Me Aline TELLIER, avocat collaborateur et Me Aïda MOUMNI, avocat associé
La loi n° 68-1250 du 31 décembre 1968 relative à la prescription des créances sur l’État, les départements, les communes et les établissements publics prévoit en son article 1er que sont prescrites dans un délai de quatre ans les créances au profit de l’État, à partir du premier jour de l’année suivant celle au cours de laquelle les droits ont été acquis.
Passé ce délai et si aucun acte interruptif ou suspensif de prescription n’a eu lieu, le créancier perd ses droits sur cette créance.
Il est cependant possible de demander une levée de la prescription même si elle est rarement admise.
En effet, l’article 6 de la loi du 31 décembre 1968 relative à la prescription des créances sur l’État, les départements, les communes et les établissements publics énonce :
« Les autorités administratives ne peuvent renoncer à opposer la prescription qui découle de la présente loi.
Toutefois, par décision des autorités administratives compétentes, les créanciers de l’État peuvent être relevés en tout ou en partie de la prescription, à raison de circonstances particulières et notamment de la situation du créancier.
La même décision peut être prise en faveur des créanciers des départements, des communes et des établissements publics, par délibérations prises respectivement par les conseils départementaux, les conseils municipaux et les conseils ou organes chargés des établissements publics. Ces délibérations doivent être motivées et être approuvées par l'autorité compétente pour approuver le budget de la collectivité intéressée. ».
La Cour Administrative d’Appel de MARSEILLE a rendu un arrêt intéressant sur ce point en date du 17 avril 2012.
Cet arrêt est assez inhabituel pour qu’il soit mis en lumière.
Par cette décision, la Cour Administrative d’Appel de MARSEILLE a admis la levée de la prescription au regard des circonstances particulières de fait, à savoir les hautes qualités professionnelles du militaire demandeur et ses situations financière et médicale catastrophiques.
Ainsi, s’agissant de la levée de la prescription, en l’espèce, quadriennale, la Cour Administrative d’Appel a considéré :
« (…) en application de l’article 6 précité de la loi du 31 décembre 1968, même si sa créance est prescrite, le créancier de l’État peut être relevé en tout ou en partie de la prescription, à raison de circonstances particulières et notamment de sa situation ; qu’il ressort des pièces du dossier que M. A, en premier lieu, a accompli au cours de sa carrière militaire des faits de bravoure et d’honneur ayant été récompensés par les plus hautes décorations, en deuxième lieu, a obtenu pour sa participation aux opérations en Indochine de 1953 à 1955 la croix du combattant « volontaire » avec barrette Indochine, en dernier lieu, se trouvait à la date de sa demande du 2007 dans une situation financière difficile avec un état de santé dégradé ; que dans ces conditions particulières, le refus attaqué de relever la créance en litige de prescription quadriennale est entaché d’une erreur manifeste d’appréciation ; (…) ».

# Données fournies
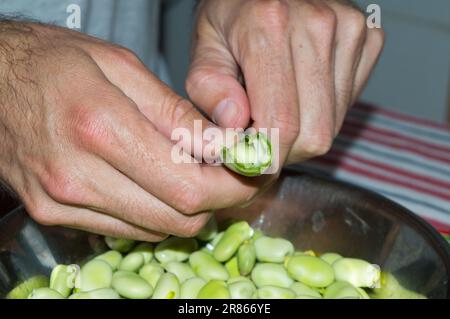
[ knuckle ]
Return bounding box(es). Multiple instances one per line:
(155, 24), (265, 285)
(252, 0), (289, 34)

# Travail demandé
[a] D'après le texte sur la prescription, dans quel délai les créances au profit de l'État sont-elles prescrites ?
[b] Dans le texte sur la prescription, recopiez tout ce qui va de « La même décision » jusqu'à « 17 avril 2012. », en substituant « assemblées municipales » à « conseils municipaux ».
Ce matériau ne joue aucun rôle ici.

# Réponses attendues
[a] Dans un délai de quatre ans.

[b]
La même décision peut être prise en faveur des créanciers des départements, des communes et des établissements publics, par délibérations prises respectivement par les conseils départementaux, les assemblées municipales et les conseils ou organes chargés des établissements publics. Ces délibérations doivent être motivées et être approuvées par l'autorité compétente pour approuver le budget de la collectivité intéressée. ».
La Cour Administrative d’Appel de MARSEILLE a rendu un arrêt intéressant sur ce point en date du 17 avril 2012.